Aim of the task: Copy out every line below that contains the word "would", treating uppercase and lowercase as distinct.

[start Records to use]

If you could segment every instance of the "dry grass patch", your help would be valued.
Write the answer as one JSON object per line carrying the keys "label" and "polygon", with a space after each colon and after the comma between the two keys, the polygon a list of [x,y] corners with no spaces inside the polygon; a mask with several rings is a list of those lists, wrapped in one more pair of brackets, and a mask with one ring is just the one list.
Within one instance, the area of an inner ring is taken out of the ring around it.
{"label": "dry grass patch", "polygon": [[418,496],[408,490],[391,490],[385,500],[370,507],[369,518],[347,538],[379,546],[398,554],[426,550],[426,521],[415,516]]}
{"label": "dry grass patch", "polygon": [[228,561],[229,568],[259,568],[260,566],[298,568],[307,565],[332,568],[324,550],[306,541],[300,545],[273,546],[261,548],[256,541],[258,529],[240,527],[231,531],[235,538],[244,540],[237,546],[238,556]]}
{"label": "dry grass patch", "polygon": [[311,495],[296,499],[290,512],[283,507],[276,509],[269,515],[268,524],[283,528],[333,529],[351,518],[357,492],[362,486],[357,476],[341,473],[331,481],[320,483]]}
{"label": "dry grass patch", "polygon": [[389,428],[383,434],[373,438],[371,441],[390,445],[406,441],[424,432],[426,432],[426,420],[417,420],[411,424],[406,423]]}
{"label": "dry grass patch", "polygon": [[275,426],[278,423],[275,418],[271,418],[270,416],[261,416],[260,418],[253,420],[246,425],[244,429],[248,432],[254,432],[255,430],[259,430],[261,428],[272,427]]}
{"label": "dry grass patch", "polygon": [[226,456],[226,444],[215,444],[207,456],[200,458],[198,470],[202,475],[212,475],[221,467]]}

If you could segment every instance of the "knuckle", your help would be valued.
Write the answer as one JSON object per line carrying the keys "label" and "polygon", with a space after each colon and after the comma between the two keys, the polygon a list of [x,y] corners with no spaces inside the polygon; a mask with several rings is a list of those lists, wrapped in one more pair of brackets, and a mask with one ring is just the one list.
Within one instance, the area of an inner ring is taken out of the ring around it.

[end Records to use]

Answer to the problem:
If you could segment every instance of the "dry grass patch", your help would be valued.
If you could segment every instance of the "knuckle", your help would be valued.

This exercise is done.